_TO DO_:
1) In the text on children's dental questions, what do white halos along the gumline or around orthodontic brackets typically indicate?
2) Write the next part of the text on children's dental questions, picking up after its last sentence.

_EXERCISE PASSAGE_:
--- --- ---

Common dental questions about your child’s teeth are answered
The American Dental Association recommends the use of systemically ingested fluoride drops or tablets only for children at high risk for severe dental decay. These are typically children who live in non-fluoridated areas and who also have eating habits or medical considerations that put them at an extreme risk for cavities. However, these are rare cases and the dentist at Grand Dental Group don’t usually prescribe systemic fluoride supplements. Parents of high cavity risk children should contact their dentist and pediatrician to determine if such a prescription is necessary. It is important that children and adults receive the optimal level of topical and systemic fluoride to receive the benefit without the risks. Too much fluoride ingested can cause tooth malformation and discoloration. Too little fluoride will not provide a benefit at all. The right amount of topical and systemic fluoride, especially while the teeth are forming, can aid in the development of stronger teeth and reduce the likelihood of dental decay. Because fluoride is readily available in some bottled waters, in canned vegetable and fruits, and in packaged foods, most children receive enough fluoride without adding supplements.
What causes white spots on teeth?
White spots on your teeth or your child’s teeth can have many causes. Most commonly, white patches on permanent teeth are a sign of fluorosis, or an over-consumption of system fluoride while the adult teeth were forming. This is generally not harmful or indicative of any further problems. White halos along the gumline or around orthodontic brackets are typically areas of decalcification, or early dental decay. Cavities often start when plaque sits along the gumline or braces and etches the enamel, causing a white line or semi-circle. Other causes of permanent white marks can be from facial or oral trauma or excessive antibiotics or other systemic medications as a young child. When in doubt, ask your dentist to evaluate the appearance of your teeth. Many times, your dentist can offer services and procedures to reduce the appearance of white spots and offer a more esthetically pleasing result.

--- --- ---

_DATA PROVIDED_:
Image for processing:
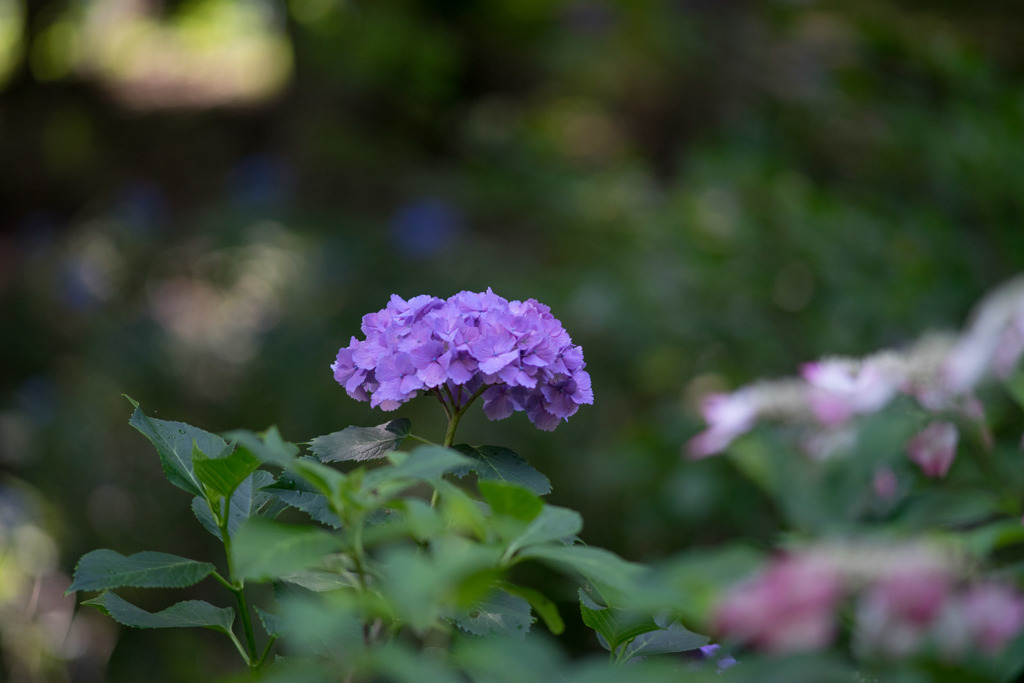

--- --- ---

_ANSWERS TO EACH TASK_:
1) They are typically areas of decalcification, or early dental decay.

2)
Why is my child’s baby tooth pink?
Looking into your child’s mouth and seeing a pink tooth seems worrisome. Parents should know that is it not generally a serious situation, however. Pink-tinted teeth are a sign of tooth resorption. This is most common in baby teeth, and typically harmless. Pink adult or permanent teeth can indicate a more significant concern and patients with permanent teeth that are turning pink should consult their dentist. In baby teeth, root resorption occurs as the tooth is shedding. The root resorbs and begins to dissolve. Once the root is completely resorbed, the baby tooth will fall out. This is why baby teeth that fall out have no roots; only the crown is present. If the resorption of the root continues up into the crown of the tooth, the tooth can take on a pink shade. The pink color is a result of the thinning or the translucency of the enamel. This looks odd, but is not cause for alarm. Parents can always contact their dentist for an evaluation if the tooth causes pain, has an adult tooth growing in in front or behind it, or if they would like peace of mind.